PROBLEM TO WORK ON »
Update the stretch from the start of the entries through the line containing "[[494, 228]]" by changing "tile backsplash" to "kitchen backsplash", with all else unchanged. Return only that stretch and leave the pictures out.

DATA SHOWN »

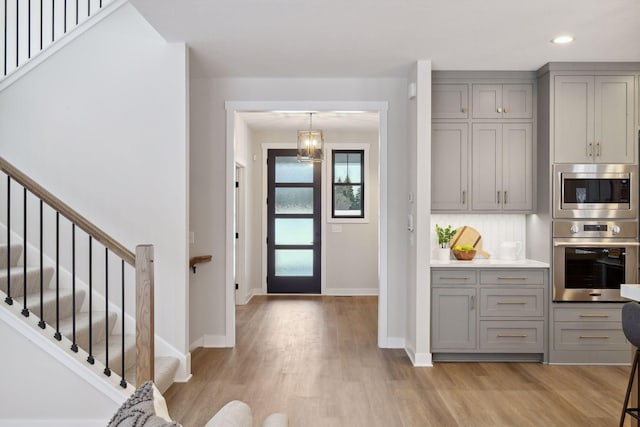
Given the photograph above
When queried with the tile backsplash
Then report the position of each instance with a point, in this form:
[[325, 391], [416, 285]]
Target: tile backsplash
[[494, 228]]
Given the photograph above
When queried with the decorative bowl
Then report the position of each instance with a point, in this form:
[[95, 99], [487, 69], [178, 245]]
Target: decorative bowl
[[464, 255]]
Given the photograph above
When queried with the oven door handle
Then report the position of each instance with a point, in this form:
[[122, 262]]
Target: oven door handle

EXERCISE RESULT »
Given the photograph above
When queried with the kitchen backsplash
Then report the position of each instance with a point, in this form:
[[325, 391], [416, 285]]
Target: kitchen backsplash
[[494, 228]]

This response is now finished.